Passage:
+++
Re: Found issues related with logical replication and 2PC

From: Amit Kapila <amit(dot)kapila16(at)gmail(dot)com>
To: "Hayato Kuroda (Fujitsu)" <kuroda(dot)hayato(at)fujitsu(dot)com>
Cc: "pgsql-hackers(at)lists(dot)postgresql(dot)org" <pgsql-hackers(at)lists(dot)postgresql(dot)org>
Subject: Re: Found issues related with logical replication and 2PC
Date: 2024-08-08 04:52:56
Message-ID: CAA4eK1+SRn0zOnJqBixJZSNF4V0cp2xw47LSY8yRGcx2QqLJkQ@mail.gmail.com
Views: Raw Message | Whole Thread | Download mbox | Resend email
Thread:
Lists: pgsql-hackers

On Wed, Jul 24, 2024 at 12:25 PM Hayato Kuroda (Fujitsu)
<kuroda(dot)hayato(at)fujitsu(dot)com> wrote:
>
> While creating a patch which allows ALTER SUBSCRIPTION SET (two_phase) [1],
> we found some issues related with logical replication and two_phase. I think this
> can happen not only HEAD but PG14+, but for now I shared patches for HEAD.
>
> Issue #1
>
> When handling a PREPARE message, the subscriber mistook the wrong lsn position
> (the end position of the last commit) as the end position of the current prepare.
> This can be fixed by adding a new global variable to record the end position of
> the last prepare. 0001 patch fixes the issue.
>
> Issue #2
>
> When the subscriber enables two-phase commit but doesn't set max_prepared_transaction >0
> and a transaction is prepared on the publisher, the apply worker reports an ERROR
> on the subscriber. After that, the prepared transaction is not replayed, which
> means it's lost forever. Attached script can emulate the situation.
>
> --
> ERROR: prepared transactions are disabled
> HINT: Set "max_prepared_transactions" to a nonzero value.
> --
>
> The reason is that we advanced the origin progress when aborting the
> transaction as well (RecordTransactionAbort->replorigin_session_advance). So,
> after setting replorigin_session_origin_lsn, if any ERROR happens when preparing
> the transaction, the transaction aborts which incorrectly advances the origin lsn.
+++
Entries drawn from a collection:
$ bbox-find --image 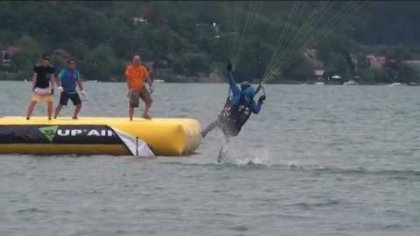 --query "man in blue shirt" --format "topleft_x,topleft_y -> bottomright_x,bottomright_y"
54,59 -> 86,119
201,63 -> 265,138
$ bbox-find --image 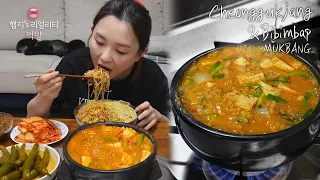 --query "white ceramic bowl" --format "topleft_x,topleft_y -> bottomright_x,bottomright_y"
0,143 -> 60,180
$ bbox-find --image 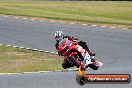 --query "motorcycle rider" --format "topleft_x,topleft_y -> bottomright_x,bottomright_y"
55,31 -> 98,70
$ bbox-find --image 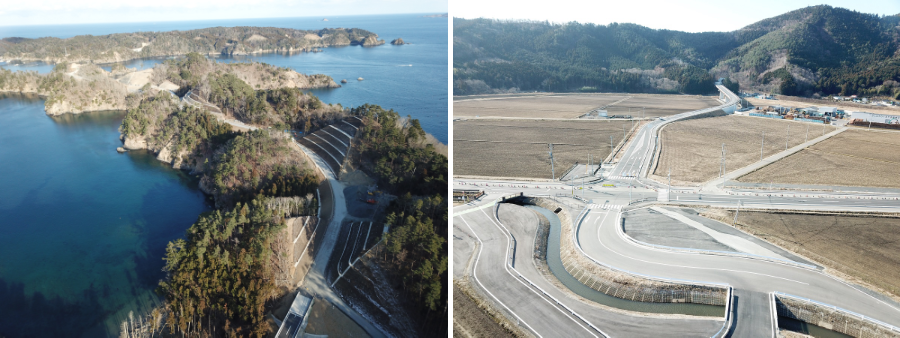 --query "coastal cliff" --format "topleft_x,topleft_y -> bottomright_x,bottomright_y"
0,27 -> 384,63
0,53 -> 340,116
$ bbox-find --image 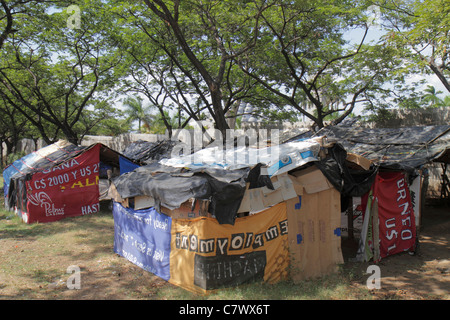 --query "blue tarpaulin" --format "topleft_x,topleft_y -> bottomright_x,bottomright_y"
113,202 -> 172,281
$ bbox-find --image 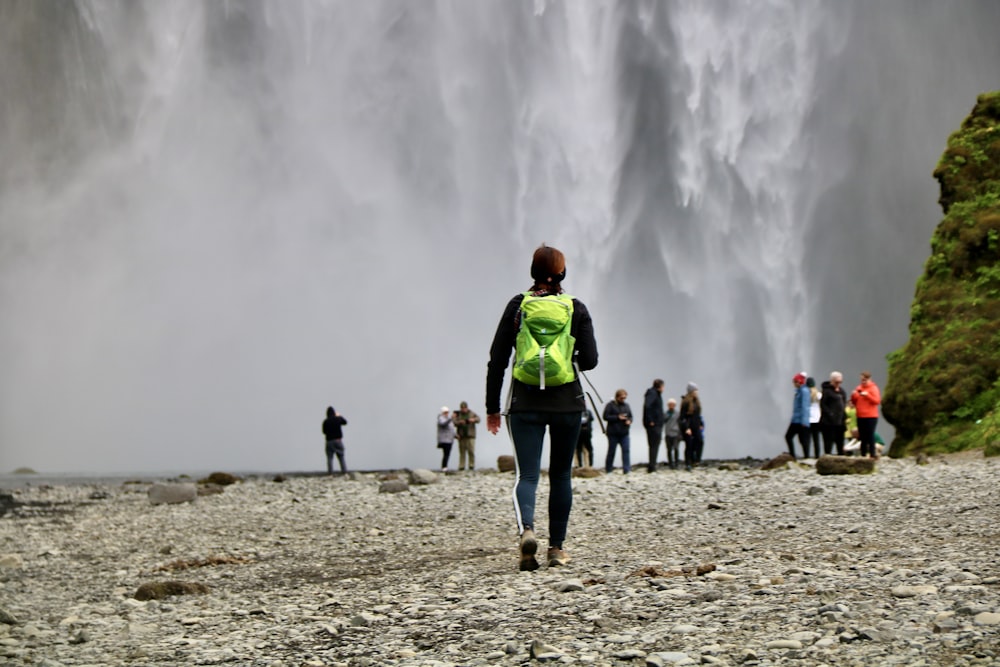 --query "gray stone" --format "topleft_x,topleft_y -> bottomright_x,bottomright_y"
+++
Task set:
1. Print a stretch of the post on logical replication and two-phase commit, beginning at the words that have "On Wed, Jul" and stopping after "the current prepare.".
2. In the post on logical replication and two-phase commit, what error message does the apply worker report on the subscriber in Issue #2?
These lines were taken from a separate source and are unrelated to the post.

Task-by-task solutions:
1.
On Wed, Jul 24, 2024 at 12:25 PM Hayato Kuroda (Fujitsu)
<kuroda(dot)hayato(at)fujitsu(dot)com> wrote:
>
> While creating a patch which allows ALTER SUBSCRIPTION SET (two_phase) [1],
> we found some issues related with logical replication and two_phase. I think this
> can happen not only HEAD but PG14+, but for now I shared patches for HEAD.
>
> Issue #1
>
> When handling a PREPARE message, the subscriber mistook the wrong lsn position
> (the end position of the last commit) as the end position of the current prepare.

2. ERROR: prepared transactions are disabled